[Available data]
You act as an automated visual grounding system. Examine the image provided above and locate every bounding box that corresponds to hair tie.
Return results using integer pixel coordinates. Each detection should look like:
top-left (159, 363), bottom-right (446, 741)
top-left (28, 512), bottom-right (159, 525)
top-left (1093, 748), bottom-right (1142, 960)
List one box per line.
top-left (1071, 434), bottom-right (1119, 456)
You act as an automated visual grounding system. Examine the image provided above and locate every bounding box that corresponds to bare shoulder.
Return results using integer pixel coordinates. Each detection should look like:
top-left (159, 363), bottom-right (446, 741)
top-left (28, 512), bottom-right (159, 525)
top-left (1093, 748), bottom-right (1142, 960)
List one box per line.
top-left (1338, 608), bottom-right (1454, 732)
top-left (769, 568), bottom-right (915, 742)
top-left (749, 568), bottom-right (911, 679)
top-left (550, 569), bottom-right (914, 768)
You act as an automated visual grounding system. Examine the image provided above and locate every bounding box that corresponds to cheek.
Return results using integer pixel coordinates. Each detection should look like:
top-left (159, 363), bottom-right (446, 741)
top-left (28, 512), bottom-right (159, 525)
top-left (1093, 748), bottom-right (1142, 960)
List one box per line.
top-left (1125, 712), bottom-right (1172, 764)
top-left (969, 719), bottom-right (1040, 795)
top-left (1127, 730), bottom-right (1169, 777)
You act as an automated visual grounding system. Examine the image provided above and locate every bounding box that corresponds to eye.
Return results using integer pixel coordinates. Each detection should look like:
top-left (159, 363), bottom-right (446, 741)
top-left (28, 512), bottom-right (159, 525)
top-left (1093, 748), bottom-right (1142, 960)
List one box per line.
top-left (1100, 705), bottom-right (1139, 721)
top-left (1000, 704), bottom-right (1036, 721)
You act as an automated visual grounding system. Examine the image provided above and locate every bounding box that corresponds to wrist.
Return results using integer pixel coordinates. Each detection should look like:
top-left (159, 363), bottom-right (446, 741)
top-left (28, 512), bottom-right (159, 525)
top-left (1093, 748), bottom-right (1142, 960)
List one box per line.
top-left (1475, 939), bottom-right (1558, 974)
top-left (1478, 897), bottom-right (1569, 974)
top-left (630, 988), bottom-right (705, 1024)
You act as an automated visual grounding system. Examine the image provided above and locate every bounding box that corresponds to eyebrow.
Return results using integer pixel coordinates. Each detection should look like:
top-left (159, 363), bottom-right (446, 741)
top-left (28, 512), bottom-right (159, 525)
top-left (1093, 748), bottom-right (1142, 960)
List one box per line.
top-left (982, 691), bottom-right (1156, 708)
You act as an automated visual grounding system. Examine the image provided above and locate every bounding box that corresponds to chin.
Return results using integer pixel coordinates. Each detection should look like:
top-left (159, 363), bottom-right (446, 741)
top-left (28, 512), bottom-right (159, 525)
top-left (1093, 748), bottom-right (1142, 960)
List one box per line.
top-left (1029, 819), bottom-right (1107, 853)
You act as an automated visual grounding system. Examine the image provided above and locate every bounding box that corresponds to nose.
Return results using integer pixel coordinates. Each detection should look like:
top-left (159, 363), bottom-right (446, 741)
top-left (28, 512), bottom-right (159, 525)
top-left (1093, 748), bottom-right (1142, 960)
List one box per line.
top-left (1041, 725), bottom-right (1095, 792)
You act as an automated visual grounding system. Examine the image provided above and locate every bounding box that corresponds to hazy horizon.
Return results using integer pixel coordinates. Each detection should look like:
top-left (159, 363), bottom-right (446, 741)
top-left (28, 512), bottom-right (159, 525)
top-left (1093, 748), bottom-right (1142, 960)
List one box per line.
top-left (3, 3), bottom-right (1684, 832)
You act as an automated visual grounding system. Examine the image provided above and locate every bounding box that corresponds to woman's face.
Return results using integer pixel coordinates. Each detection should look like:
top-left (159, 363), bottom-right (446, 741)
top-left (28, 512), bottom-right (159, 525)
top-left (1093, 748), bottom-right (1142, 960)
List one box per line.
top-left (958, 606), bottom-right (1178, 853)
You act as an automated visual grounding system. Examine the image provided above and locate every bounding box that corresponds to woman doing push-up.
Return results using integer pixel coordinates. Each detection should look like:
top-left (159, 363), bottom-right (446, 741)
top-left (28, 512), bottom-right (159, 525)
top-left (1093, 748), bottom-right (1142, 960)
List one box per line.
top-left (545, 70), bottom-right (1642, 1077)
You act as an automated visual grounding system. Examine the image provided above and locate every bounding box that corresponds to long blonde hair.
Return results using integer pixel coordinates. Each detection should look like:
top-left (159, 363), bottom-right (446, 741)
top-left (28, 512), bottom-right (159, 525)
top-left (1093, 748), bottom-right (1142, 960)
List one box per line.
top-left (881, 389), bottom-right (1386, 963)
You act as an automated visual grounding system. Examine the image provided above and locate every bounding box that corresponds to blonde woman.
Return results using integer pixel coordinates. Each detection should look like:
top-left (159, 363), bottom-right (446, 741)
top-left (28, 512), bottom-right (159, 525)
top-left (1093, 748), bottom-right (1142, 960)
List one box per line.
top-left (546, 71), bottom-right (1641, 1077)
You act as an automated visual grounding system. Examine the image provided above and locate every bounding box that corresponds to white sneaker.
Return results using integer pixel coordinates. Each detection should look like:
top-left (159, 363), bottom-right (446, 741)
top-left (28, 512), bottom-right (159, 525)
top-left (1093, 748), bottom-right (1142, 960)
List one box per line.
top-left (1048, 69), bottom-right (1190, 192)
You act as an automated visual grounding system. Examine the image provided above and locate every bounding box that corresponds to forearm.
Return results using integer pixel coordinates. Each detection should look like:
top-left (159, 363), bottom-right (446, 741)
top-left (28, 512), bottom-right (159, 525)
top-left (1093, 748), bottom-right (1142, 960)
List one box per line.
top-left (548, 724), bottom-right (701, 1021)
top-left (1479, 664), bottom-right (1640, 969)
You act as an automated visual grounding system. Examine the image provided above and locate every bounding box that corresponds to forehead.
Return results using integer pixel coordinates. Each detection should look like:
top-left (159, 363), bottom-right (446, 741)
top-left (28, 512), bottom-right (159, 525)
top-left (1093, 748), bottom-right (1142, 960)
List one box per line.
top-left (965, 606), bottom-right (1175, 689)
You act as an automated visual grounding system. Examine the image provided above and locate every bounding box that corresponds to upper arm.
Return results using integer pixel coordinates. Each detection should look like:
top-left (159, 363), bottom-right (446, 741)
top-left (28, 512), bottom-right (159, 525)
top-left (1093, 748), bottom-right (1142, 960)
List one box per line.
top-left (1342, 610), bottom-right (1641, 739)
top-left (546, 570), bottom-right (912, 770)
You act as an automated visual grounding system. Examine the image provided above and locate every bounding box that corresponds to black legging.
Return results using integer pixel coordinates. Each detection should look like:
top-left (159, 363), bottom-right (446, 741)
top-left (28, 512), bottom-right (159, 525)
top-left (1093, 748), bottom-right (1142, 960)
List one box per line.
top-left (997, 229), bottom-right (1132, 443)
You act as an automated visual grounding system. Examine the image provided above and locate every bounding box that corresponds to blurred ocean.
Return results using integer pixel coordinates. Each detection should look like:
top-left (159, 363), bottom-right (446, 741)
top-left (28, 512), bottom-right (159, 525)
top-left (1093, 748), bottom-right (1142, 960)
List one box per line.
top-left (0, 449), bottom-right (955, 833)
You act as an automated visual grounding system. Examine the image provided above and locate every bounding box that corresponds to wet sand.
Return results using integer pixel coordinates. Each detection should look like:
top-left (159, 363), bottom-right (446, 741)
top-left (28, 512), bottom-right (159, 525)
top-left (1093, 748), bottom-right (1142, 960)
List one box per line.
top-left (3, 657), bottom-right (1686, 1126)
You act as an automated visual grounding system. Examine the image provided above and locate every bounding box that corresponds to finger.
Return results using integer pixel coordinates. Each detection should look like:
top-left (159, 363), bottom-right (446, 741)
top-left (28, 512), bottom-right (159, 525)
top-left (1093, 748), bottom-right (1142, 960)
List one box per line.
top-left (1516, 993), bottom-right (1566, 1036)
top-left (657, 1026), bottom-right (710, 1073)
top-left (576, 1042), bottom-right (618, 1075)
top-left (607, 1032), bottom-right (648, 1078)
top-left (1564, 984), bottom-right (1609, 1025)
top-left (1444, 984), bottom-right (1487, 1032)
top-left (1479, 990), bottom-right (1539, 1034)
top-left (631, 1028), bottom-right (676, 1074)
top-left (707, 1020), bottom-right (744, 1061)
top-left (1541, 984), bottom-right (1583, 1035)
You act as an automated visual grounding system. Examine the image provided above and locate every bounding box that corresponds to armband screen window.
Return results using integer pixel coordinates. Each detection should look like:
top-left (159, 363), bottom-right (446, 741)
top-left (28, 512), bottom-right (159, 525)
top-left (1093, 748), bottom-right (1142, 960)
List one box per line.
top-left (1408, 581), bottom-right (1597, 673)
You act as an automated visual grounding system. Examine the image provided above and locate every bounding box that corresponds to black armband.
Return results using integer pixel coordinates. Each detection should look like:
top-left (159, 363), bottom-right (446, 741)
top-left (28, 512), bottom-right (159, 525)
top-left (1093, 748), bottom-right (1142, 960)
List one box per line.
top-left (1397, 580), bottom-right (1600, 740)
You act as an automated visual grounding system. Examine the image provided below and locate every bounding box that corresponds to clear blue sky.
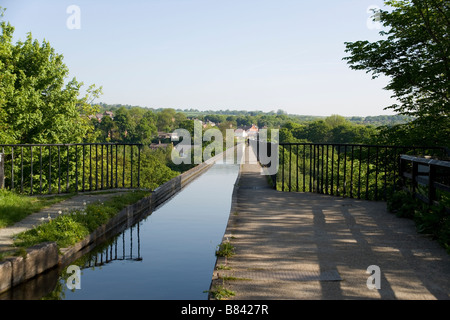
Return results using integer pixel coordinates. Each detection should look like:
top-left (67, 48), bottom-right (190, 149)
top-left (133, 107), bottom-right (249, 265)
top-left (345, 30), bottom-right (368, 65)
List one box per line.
top-left (1, 0), bottom-right (395, 117)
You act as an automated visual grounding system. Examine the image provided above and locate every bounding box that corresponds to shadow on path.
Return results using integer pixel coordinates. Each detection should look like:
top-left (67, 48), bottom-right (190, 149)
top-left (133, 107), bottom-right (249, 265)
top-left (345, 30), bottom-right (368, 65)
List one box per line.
top-left (213, 146), bottom-right (450, 300)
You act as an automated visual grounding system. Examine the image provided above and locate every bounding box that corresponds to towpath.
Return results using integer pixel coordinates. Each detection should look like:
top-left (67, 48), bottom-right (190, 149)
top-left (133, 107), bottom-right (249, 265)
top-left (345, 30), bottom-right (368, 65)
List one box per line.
top-left (211, 145), bottom-right (450, 299)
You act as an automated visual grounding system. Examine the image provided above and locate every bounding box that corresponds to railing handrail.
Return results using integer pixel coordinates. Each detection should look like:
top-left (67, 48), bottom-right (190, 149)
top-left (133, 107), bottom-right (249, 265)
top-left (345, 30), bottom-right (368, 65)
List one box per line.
top-left (278, 141), bottom-right (448, 151)
top-left (0, 143), bottom-right (143, 147)
top-left (400, 154), bottom-right (450, 168)
top-left (0, 142), bottom-right (142, 195)
top-left (266, 140), bottom-right (449, 202)
top-left (399, 154), bottom-right (450, 207)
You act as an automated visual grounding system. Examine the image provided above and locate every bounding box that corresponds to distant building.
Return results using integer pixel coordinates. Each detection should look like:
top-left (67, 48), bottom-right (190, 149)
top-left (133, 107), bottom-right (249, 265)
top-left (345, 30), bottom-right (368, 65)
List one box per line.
top-left (104, 111), bottom-right (114, 118)
top-left (89, 111), bottom-right (114, 123)
top-left (157, 132), bottom-right (172, 140)
top-left (157, 132), bottom-right (179, 141)
top-left (204, 120), bottom-right (216, 128)
top-left (194, 119), bottom-right (216, 128)
top-left (245, 124), bottom-right (259, 139)
top-left (150, 140), bottom-right (172, 150)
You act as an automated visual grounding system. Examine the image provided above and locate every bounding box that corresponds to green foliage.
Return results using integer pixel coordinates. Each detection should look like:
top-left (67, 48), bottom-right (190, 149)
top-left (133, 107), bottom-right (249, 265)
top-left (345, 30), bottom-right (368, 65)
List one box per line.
top-left (92, 105), bottom-right (190, 145)
top-left (206, 285), bottom-right (236, 300)
top-left (13, 190), bottom-right (149, 249)
top-left (387, 190), bottom-right (450, 253)
top-left (14, 214), bottom-right (90, 248)
top-left (348, 115), bottom-right (413, 127)
top-left (136, 110), bottom-right (158, 144)
top-left (156, 108), bottom-right (177, 132)
top-left (139, 146), bottom-right (179, 190)
top-left (0, 13), bottom-right (101, 144)
top-left (279, 116), bottom-right (377, 144)
top-left (0, 189), bottom-right (70, 228)
top-left (374, 117), bottom-right (450, 149)
top-left (215, 241), bottom-right (235, 258)
top-left (344, 0), bottom-right (449, 148)
top-left (386, 190), bottom-right (417, 218)
top-left (97, 104), bottom-right (408, 143)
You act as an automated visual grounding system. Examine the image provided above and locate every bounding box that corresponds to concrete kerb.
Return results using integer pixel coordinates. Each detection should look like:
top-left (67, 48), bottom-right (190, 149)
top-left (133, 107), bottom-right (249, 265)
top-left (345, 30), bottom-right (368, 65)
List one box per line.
top-left (0, 146), bottom-right (237, 295)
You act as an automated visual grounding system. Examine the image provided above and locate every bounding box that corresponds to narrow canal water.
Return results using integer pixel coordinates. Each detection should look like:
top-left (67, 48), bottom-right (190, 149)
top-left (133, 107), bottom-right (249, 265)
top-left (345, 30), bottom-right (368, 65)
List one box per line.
top-left (43, 162), bottom-right (239, 300)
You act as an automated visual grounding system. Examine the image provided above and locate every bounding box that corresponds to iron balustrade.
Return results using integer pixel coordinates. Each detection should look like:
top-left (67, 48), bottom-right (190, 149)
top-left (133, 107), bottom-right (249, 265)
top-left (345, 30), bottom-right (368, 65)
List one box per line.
top-left (273, 142), bottom-right (448, 201)
top-left (400, 155), bottom-right (450, 207)
top-left (0, 143), bottom-right (142, 195)
top-left (250, 139), bottom-right (278, 189)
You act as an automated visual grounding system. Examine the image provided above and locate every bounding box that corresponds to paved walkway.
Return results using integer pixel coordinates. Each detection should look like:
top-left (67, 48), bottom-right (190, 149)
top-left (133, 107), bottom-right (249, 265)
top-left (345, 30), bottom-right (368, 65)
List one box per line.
top-left (212, 146), bottom-right (450, 300)
top-left (0, 190), bottom-right (131, 253)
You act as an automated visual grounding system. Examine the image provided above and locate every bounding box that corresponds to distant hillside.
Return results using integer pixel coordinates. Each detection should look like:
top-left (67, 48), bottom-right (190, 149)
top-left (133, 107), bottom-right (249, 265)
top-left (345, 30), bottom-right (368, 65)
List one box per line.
top-left (96, 103), bottom-right (413, 127)
top-left (346, 115), bottom-right (413, 127)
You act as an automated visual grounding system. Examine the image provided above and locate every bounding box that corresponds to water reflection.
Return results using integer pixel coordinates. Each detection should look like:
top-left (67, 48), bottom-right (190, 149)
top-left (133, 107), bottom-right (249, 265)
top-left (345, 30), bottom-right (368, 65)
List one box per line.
top-left (84, 224), bottom-right (142, 268)
top-left (49, 223), bottom-right (145, 300)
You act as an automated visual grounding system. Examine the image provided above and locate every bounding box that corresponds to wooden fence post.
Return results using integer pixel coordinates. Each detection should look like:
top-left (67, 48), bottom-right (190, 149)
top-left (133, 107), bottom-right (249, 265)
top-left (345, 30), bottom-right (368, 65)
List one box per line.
top-left (428, 164), bottom-right (436, 206)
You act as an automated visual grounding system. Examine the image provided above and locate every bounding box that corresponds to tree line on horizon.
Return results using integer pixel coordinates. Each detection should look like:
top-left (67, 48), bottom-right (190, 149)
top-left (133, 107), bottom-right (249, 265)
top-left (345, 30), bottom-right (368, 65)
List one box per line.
top-left (93, 103), bottom-right (414, 145)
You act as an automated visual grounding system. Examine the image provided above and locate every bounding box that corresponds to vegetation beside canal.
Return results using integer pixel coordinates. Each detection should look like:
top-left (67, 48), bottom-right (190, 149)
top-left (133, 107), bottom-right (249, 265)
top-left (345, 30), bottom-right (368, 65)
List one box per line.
top-left (12, 190), bottom-right (149, 250)
top-left (215, 241), bottom-right (235, 258)
top-left (0, 190), bottom-right (71, 228)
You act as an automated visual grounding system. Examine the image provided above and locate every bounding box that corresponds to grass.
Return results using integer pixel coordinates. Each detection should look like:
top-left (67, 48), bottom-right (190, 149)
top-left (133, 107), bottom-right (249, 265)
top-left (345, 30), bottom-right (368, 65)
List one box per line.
top-left (12, 190), bottom-right (150, 249)
top-left (205, 285), bottom-right (236, 300)
top-left (216, 264), bottom-right (232, 270)
top-left (217, 275), bottom-right (251, 281)
top-left (0, 248), bottom-right (27, 261)
top-left (0, 189), bottom-right (72, 228)
top-left (215, 241), bottom-right (235, 258)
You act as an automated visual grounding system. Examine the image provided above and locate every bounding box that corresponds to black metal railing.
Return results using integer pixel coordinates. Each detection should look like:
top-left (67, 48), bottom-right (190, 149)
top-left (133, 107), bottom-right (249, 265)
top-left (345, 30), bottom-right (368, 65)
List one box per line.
top-left (0, 143), bottom-right (142, 195)
top-left (400, 155), bottom-right (450, 207)
top-left (274, 143), bottom-right (448, 201)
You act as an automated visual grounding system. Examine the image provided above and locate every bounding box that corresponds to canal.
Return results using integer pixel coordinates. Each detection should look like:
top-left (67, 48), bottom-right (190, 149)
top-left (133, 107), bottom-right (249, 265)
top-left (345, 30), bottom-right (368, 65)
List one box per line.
top-left (4, 161), bottom-right (240, 300)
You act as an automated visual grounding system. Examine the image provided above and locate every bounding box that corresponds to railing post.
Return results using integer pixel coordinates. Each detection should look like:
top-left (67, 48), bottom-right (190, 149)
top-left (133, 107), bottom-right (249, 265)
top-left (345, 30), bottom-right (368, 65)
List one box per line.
top-left (411, 160), bottom-right (418, 199)
top-left (399, 155), bottom-right (405, 192)
top-left (0, 153), bottom-right (4, 189)
top-left (256, 133), bottom-right (260, 162)
top-left (138, 144), bottom-right (141, 188)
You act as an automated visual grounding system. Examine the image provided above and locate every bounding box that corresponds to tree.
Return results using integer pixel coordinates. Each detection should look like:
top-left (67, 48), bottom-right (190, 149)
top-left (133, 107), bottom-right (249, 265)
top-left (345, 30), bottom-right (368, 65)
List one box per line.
top-left (139, 147), bottom-right (179, 190)
top-left (114, 107), bottom-right (132, 141)
top-left (204, 114), bottom-right (225, 124)
top-left (0, 10), bottom-right (101, 144)
top-left (0, 9), bottom-right (14, 144)
top-left (305, 120), bottom-right (331, 143)
top-left (97, 115), bottom-right (116, 141)
top-left (135, 110), bottom-right (157, 144)
top-left (157, 108), bottom-right (177, 132)
top-left (343, 0), bottom-right (449, 147)
top-left (324, 115), bottom-right (348, 128)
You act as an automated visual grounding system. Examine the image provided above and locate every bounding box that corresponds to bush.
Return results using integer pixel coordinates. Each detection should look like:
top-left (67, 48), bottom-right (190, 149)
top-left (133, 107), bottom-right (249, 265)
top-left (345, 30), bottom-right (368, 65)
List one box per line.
top-left (386, 190), bottom-right (417, 219)
top-left (387, 190), bottom-right (450, 254)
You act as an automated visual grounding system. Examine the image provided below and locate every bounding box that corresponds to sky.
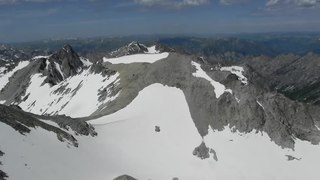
[/Available data]
## Problem description
In how many lines above does the word "hair" appear? Answer with only the number.

## Exercise answer
2